::: Extracto de página :::

En septiembre de 1870 finalizó la guerra franco-prusiana, que culminó con el desastre de la Batalla de Sedán, en la que fue capturado el ejército francés junto con el emperador. El emperador, que sería posteriormente liberado, estuvo prisionero en el castillo de Wilhelmhöhe, convertido en cárcel. Este acontecimiento provocó que el emperador fuera destronado, y el ánimo de Eugenia decreció al igual que su ilusión, viendo cómo todas aquellas personas en las que había confiado, la abandonaban a ella y a su familia hacia un precipitado exilio incierto en Inglaterra, estableciéndose en Londres y posteriormente junto a su hijo en la finca de Camden House, en Chislehurst, Kent, donde el emperador se reunió con ella tras haber sido destituido por la Asamblea.

::: Filas proporcionadas :::

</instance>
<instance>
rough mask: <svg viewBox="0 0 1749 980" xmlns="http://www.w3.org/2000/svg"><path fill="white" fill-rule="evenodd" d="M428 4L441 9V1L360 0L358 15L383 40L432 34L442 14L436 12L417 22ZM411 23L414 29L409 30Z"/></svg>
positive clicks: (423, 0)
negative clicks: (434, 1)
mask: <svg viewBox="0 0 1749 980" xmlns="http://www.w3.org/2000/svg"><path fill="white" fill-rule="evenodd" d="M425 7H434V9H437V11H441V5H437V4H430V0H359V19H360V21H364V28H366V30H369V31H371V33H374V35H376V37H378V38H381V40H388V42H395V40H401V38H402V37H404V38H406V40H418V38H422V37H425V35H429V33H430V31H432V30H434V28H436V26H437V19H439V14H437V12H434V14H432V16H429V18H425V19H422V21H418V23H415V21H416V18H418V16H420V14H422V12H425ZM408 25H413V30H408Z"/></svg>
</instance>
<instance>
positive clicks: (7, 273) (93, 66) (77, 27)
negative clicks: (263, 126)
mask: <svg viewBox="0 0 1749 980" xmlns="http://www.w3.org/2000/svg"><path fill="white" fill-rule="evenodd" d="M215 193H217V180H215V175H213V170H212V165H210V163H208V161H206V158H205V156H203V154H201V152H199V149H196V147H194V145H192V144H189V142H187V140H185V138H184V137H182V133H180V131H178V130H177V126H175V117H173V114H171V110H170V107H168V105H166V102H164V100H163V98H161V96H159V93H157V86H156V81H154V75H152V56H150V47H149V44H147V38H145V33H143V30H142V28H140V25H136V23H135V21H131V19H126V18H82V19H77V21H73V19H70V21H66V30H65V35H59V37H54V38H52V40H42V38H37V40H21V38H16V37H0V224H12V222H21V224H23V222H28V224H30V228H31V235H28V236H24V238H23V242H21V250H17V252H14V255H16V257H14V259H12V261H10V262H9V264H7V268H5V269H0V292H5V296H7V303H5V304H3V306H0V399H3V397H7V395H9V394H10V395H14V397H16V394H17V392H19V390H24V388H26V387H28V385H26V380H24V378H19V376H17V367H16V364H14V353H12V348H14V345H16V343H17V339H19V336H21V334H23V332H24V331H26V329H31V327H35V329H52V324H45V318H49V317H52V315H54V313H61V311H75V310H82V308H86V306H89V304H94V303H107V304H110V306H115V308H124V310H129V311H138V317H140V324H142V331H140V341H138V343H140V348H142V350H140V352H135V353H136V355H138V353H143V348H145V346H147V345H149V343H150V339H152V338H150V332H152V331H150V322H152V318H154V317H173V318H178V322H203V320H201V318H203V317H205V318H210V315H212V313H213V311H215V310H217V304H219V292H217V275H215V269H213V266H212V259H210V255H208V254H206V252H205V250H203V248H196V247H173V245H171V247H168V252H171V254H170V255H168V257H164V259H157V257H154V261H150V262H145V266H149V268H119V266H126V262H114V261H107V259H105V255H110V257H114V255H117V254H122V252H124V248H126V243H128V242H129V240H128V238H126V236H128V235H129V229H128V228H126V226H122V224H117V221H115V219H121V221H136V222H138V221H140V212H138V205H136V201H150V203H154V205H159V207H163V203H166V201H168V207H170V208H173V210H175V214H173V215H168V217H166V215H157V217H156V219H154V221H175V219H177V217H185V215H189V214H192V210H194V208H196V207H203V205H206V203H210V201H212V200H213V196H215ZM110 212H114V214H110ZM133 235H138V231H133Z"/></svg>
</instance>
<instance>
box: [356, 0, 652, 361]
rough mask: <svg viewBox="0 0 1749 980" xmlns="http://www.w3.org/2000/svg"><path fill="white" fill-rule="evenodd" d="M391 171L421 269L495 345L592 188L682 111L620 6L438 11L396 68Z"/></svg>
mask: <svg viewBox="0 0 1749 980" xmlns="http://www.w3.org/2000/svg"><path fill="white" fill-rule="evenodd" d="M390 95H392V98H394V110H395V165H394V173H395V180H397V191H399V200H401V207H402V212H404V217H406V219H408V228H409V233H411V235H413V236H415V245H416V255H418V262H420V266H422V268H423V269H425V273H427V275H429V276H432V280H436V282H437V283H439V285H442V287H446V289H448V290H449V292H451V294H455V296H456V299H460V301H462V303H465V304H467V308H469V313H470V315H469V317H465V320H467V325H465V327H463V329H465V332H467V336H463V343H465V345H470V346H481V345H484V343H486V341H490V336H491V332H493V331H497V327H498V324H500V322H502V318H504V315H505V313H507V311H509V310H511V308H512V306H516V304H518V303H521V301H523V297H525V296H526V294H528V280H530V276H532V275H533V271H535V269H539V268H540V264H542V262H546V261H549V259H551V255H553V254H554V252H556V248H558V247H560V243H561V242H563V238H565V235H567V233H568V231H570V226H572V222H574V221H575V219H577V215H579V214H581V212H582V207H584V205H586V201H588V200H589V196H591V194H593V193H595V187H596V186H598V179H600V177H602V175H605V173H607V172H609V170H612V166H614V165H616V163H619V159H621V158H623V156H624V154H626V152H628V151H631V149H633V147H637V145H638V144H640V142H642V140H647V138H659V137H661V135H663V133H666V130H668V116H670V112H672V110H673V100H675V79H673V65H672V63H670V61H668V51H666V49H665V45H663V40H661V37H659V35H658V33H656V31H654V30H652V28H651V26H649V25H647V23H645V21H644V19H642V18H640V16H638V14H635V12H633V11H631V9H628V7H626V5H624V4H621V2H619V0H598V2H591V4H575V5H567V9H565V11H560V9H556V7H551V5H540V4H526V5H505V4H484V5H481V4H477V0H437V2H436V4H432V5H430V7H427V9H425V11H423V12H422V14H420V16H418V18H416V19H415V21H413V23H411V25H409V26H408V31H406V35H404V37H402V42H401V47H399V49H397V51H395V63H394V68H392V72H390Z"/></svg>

:::

_Completa lo siguiente:_
(A) En el extracto sobre el exilio de Eugenia, ¿dónde estuvo prisionero el emperador?
(B) Prosigue el extracto sobre el exilio de Eugenia a partir de su última oración.
Para resolver estas tareas no hace falta consultar las filas.

_Lista de respuestas:_
(A) En el castillo de Wilhelmhöhe, convertido en cárcel.

(B)
Fue en Camden House donde se agravó la salud del emperador con una suerte de dolores en el abdomen, falleciendo finalmente el 9 de enero de 1873, sin que su hijo, que realizaba estudios en la Real Academia Militar de Woolwich, pudiera llegar a tiempo. A la muerte del emperador, Eugenia se retiró a una villa en Biarritz en la que vivió alejada de los asuntos de la política francesa.

Su amado hijo, un joven de considerable talento, caracterizado por una vida privada intachable y una gran simpatía, parecía destinado a ser un formidable pretendiente al trono francés en la eventualidad de una restauración imperial, sin embargo, decidido primero a hacer carrera en el ejército, se unió como oficial de artillería voluntario a las tropas británicas que marchaban a Sudáfrica, llevándose con él la espada de su tío abuelo durante la Guerra anglo-zulú.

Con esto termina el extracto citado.